(Aim) Work out how many of the lines below include the string "mist", and reply with that number alone.

(Listing)

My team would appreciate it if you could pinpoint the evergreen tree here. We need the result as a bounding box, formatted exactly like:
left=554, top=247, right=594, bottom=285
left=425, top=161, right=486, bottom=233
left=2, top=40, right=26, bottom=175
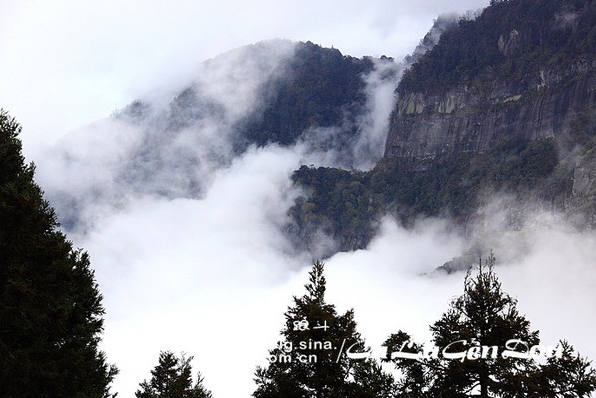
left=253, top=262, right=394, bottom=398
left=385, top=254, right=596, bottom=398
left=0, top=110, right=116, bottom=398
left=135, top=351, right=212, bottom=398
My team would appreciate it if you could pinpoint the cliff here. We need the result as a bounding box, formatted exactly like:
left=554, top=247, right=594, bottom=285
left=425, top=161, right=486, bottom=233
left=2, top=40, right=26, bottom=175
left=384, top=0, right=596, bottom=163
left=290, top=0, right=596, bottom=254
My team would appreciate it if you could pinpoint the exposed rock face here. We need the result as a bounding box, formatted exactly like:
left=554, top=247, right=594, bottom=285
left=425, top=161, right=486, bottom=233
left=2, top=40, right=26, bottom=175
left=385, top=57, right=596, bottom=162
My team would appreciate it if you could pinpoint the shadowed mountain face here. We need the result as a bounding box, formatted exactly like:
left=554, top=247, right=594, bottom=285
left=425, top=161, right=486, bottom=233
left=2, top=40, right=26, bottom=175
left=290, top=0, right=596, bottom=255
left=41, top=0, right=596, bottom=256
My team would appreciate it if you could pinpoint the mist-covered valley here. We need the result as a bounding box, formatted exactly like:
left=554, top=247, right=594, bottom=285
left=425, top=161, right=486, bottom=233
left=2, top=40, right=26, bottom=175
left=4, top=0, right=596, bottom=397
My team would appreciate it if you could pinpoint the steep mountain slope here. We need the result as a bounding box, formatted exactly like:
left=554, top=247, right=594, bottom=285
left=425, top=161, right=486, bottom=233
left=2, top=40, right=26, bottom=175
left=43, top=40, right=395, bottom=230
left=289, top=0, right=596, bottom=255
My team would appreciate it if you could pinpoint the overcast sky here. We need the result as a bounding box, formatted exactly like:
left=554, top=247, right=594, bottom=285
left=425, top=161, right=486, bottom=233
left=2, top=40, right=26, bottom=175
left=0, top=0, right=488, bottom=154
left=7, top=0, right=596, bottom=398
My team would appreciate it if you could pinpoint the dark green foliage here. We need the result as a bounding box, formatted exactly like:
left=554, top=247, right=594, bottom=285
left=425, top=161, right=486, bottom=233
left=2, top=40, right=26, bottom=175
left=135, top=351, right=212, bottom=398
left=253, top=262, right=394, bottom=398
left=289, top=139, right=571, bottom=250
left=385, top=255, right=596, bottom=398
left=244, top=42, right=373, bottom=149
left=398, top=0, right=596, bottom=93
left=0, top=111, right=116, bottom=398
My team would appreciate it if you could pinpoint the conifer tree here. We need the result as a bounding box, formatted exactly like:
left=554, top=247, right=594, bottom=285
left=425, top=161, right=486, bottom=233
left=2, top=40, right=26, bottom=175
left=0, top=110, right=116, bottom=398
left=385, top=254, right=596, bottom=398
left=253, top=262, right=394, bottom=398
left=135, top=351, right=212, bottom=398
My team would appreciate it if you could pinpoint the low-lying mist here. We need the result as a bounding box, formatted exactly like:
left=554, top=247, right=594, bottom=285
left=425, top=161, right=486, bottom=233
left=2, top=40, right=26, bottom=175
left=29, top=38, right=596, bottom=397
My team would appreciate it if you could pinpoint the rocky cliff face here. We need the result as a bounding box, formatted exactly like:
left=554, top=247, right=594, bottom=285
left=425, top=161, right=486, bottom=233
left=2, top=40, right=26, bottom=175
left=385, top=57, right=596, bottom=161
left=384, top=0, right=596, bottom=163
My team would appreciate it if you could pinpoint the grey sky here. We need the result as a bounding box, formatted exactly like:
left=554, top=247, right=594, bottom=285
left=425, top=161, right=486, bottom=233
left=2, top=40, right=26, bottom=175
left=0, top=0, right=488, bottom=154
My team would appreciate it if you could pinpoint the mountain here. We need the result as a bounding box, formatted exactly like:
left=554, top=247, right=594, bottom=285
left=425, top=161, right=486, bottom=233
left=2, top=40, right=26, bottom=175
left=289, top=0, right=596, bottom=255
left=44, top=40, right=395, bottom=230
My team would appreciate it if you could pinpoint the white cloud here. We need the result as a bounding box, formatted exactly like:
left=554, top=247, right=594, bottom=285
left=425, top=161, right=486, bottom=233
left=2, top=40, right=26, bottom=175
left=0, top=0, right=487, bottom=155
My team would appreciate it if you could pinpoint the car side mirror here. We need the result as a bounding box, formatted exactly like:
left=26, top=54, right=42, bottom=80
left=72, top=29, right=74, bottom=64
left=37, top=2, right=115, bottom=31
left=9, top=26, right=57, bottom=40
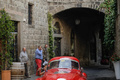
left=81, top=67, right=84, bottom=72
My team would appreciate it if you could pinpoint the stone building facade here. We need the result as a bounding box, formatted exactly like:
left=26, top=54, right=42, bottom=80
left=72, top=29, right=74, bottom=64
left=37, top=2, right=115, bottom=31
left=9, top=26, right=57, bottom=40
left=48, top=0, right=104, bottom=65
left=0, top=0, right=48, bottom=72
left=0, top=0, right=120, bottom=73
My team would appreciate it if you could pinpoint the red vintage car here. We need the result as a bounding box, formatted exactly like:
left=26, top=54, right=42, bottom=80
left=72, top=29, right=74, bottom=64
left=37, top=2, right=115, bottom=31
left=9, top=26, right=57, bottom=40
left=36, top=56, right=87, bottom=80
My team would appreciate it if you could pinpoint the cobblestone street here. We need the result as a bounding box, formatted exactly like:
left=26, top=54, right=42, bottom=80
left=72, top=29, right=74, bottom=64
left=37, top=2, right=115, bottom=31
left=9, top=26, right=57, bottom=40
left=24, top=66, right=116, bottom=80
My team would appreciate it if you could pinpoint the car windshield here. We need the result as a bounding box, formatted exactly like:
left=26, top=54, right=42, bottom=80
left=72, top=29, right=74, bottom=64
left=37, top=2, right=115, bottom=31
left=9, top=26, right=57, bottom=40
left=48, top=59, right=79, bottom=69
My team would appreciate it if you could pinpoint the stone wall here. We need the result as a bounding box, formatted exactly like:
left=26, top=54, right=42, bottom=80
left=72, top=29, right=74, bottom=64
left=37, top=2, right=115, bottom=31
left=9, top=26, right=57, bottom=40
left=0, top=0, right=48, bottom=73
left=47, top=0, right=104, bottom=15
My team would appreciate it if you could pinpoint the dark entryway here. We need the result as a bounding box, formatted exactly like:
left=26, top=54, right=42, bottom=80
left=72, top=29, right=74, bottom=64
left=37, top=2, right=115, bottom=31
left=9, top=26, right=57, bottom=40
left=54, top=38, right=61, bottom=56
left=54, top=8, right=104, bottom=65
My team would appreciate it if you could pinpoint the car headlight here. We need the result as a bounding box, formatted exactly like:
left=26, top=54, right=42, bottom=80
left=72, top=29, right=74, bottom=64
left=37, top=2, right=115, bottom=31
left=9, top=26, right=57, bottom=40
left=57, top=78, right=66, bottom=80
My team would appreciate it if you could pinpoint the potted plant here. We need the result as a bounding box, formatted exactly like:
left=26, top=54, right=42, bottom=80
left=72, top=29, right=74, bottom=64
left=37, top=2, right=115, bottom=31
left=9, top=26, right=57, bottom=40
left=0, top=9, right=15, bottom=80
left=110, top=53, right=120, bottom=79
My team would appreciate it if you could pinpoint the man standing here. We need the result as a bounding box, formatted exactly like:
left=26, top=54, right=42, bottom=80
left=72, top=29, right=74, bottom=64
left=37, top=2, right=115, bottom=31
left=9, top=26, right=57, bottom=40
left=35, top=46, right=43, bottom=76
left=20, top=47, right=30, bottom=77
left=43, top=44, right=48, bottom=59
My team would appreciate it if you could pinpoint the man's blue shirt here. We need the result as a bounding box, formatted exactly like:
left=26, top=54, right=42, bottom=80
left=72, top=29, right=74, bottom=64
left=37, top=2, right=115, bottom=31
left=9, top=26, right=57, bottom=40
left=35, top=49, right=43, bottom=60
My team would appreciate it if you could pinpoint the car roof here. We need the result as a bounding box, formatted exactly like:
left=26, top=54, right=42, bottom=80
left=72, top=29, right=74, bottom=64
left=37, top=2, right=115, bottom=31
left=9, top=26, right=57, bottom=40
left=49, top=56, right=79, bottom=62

(Problem solution) 2